Records drawn from a dataset =>

□ □ □ □

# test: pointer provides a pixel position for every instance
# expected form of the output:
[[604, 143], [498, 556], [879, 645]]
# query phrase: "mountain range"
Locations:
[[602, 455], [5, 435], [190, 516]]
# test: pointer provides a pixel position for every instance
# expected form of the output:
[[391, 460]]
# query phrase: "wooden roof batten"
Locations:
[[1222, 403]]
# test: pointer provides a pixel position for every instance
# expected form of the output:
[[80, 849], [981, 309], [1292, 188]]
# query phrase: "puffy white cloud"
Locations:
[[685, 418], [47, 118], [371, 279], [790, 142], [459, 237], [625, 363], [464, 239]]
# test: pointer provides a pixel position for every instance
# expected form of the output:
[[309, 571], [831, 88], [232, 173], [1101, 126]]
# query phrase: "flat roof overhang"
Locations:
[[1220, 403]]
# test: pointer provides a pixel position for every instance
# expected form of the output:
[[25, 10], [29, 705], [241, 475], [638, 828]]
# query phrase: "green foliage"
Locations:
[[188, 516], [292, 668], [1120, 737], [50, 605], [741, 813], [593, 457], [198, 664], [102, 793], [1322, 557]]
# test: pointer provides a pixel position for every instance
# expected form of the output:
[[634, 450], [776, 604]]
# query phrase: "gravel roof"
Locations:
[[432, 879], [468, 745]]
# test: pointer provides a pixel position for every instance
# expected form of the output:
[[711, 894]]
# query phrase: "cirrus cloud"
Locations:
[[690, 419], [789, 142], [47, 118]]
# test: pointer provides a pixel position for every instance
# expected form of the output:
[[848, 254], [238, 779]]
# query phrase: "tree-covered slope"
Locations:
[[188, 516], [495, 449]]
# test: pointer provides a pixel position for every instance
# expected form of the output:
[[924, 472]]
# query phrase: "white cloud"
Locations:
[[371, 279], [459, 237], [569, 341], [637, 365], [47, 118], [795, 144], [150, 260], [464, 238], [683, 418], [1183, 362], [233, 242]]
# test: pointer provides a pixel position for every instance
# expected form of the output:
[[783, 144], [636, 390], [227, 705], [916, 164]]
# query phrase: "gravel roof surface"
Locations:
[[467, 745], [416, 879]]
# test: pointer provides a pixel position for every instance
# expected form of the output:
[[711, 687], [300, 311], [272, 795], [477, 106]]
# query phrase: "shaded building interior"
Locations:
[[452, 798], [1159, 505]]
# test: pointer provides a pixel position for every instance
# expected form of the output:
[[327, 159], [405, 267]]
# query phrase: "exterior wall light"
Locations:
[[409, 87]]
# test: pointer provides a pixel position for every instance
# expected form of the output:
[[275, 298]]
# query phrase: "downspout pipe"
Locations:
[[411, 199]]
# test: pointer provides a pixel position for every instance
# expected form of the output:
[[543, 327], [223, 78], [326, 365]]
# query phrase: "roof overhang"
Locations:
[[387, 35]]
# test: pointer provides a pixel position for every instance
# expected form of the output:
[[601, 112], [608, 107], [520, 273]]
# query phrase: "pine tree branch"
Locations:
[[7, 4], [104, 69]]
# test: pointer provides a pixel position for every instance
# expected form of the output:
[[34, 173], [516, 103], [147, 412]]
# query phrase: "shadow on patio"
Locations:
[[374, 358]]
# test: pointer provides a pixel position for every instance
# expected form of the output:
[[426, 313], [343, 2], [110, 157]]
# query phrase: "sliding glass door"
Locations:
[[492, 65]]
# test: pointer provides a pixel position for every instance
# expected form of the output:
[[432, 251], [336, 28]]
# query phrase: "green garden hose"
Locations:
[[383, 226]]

□ □ □ □

Task statement =>
Look through the entries above; copy every line holding the string "tree".

Solved exercise =>
# query phrase: "tree-covered slope"
# query phrase: "pine tree branch"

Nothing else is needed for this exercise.